Set task: Copy out the records word for word, starting at the very first line and ending at the line that contains "x=55, y=193", with that line included.

Data entries
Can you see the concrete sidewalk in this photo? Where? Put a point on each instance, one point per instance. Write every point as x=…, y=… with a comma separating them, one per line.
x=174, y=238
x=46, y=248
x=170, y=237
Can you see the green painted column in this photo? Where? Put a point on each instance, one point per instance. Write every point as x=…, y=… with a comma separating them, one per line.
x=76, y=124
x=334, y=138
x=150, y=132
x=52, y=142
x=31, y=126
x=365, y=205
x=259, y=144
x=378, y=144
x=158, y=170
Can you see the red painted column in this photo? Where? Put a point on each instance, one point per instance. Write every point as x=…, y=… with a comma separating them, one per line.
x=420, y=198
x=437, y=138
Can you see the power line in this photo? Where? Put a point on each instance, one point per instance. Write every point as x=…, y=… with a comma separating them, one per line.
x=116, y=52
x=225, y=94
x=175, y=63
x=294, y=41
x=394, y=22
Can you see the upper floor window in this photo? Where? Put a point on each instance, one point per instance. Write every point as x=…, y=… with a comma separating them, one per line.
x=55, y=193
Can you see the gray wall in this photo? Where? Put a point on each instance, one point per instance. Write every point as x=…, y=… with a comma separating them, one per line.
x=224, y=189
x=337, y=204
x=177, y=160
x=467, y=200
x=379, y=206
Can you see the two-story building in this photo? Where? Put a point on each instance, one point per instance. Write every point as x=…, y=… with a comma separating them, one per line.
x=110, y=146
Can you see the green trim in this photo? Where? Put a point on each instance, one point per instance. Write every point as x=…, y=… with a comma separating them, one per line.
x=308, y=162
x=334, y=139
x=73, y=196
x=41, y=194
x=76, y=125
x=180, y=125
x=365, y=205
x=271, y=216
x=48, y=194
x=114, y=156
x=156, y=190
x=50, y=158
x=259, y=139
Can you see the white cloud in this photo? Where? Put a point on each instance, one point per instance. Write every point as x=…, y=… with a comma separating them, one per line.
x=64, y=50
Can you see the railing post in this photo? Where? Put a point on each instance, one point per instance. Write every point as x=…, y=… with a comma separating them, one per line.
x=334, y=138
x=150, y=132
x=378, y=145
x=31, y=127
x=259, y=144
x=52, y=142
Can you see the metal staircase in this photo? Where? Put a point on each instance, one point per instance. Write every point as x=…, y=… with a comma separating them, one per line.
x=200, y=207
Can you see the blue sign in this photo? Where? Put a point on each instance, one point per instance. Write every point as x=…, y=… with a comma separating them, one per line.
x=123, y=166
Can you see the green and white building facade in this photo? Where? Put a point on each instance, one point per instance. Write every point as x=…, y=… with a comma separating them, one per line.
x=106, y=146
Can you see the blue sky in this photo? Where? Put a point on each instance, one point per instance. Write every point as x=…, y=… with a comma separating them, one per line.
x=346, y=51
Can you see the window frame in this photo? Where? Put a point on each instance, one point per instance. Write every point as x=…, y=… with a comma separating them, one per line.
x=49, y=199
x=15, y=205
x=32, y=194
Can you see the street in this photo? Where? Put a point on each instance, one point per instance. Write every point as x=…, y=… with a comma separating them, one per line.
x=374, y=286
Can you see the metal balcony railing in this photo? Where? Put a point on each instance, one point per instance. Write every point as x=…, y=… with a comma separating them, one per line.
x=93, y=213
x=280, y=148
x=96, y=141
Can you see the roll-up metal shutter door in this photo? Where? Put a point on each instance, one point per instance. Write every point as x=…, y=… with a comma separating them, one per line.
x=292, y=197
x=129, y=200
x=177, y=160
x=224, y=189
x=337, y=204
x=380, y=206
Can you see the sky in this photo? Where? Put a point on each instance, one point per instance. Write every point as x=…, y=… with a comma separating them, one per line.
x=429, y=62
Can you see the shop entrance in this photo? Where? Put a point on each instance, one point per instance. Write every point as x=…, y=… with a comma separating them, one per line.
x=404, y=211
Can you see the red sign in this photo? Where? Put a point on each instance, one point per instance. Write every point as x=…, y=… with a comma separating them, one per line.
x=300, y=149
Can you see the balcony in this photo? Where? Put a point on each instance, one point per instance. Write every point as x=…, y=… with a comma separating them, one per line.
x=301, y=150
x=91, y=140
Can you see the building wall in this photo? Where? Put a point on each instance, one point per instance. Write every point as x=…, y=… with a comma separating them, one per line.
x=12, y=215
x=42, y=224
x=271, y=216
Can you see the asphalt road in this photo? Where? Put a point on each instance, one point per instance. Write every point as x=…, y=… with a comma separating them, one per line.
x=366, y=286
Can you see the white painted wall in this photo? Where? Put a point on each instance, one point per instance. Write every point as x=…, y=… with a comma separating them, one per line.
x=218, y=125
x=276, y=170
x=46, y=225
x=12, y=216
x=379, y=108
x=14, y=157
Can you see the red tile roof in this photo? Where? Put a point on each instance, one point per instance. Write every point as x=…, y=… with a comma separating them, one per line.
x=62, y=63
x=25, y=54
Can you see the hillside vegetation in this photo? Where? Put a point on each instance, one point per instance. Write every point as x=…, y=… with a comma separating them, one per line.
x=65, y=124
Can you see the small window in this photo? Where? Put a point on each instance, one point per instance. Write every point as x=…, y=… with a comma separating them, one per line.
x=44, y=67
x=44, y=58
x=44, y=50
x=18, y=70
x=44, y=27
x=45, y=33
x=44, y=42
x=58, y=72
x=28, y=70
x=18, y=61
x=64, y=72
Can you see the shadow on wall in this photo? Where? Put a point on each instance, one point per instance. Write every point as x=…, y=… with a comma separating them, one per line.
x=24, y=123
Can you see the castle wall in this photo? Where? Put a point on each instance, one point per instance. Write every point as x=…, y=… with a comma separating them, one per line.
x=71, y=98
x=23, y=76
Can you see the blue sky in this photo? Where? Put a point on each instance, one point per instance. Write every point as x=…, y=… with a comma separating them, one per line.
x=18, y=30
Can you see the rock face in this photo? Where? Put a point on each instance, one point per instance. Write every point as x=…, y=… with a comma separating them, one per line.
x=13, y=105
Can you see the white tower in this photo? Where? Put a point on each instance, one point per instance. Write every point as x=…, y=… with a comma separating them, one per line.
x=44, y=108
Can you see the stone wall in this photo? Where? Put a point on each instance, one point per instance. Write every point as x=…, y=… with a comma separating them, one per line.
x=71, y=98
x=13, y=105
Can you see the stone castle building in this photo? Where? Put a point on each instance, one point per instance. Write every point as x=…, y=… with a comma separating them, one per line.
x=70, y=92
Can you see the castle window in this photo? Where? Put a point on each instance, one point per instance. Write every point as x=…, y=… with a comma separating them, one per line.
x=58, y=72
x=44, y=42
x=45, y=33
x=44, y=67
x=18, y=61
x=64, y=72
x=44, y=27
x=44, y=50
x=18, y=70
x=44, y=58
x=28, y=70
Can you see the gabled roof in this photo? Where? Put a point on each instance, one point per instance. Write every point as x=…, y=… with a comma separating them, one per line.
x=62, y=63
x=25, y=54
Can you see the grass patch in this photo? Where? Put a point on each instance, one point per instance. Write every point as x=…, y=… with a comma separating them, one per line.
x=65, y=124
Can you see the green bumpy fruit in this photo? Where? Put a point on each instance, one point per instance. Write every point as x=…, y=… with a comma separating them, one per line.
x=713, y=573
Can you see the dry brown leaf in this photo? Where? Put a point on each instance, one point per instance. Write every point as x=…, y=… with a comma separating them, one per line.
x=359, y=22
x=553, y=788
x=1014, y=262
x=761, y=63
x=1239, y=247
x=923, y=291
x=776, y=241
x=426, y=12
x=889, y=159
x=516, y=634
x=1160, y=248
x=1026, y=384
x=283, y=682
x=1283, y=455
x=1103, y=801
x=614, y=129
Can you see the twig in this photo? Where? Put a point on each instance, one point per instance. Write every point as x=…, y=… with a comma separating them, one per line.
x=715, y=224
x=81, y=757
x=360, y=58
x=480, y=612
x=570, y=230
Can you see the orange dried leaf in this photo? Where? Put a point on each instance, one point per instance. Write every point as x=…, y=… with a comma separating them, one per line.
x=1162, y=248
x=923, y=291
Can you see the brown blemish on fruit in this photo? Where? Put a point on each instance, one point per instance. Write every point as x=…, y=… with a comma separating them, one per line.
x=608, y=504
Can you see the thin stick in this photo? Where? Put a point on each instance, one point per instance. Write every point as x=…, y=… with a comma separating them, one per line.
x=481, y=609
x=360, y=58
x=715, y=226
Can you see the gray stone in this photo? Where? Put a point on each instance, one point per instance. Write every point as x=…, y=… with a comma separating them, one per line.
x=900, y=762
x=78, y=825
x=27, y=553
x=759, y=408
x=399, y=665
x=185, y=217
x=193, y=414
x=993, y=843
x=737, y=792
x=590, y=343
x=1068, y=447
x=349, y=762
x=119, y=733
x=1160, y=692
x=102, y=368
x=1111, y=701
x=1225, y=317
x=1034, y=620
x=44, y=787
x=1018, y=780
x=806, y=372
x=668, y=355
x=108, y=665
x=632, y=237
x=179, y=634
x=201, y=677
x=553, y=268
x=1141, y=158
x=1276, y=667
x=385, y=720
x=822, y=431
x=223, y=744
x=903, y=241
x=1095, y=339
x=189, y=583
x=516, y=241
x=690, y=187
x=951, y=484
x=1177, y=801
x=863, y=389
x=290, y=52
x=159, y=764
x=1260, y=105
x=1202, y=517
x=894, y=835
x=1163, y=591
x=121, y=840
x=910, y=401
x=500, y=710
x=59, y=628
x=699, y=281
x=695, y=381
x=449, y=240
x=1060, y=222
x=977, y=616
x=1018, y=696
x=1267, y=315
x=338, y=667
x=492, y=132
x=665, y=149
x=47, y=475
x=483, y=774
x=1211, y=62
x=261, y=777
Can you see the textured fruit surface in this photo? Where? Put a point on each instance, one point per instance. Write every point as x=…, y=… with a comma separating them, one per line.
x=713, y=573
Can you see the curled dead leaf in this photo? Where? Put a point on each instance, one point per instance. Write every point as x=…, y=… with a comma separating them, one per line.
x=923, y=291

Exercise response:
Can you see the concrete sidewalk in this photo? Where? Put a point on each instance, one point per instance. Write every point as x=…, y=… with a comma separating them, one per line.
x=174, y=238
x=46, y=248
x=170, y=237
Can you see the green painted column in this photo? Where? Put a point on each instance, one point per instance. Write every point as x=…, y=… with a comma separating them, one per line.
x=76, y=124
x=334, y=138
x=150, y=132
x=52, y=142
x=31, y=126
x=365, y=205
x=259, y=144
x=378, y=144
x=158, y=170
Can you see the red painted column in this photo? Where? Put a point on each instance, one point per instance. Write every point as x=…, y=… with a comma separating them, one per line.
x=420, y=198
x=437, y=138
Can you see the power line in this photo? Where? Put a point on each instance, one point per instance. Write every point as x=…, y=… with a comma separating them, one per line.
x=116, y=52
x=225, y=94
x=175, y=63
x=294, y=41
x=394, y=22
Can you see the upper floor window in this photo? Where? Put a point on each instance, one point per instance. Write every point as x=…, y=… with a comma separating them, one per line.
x=55, y=193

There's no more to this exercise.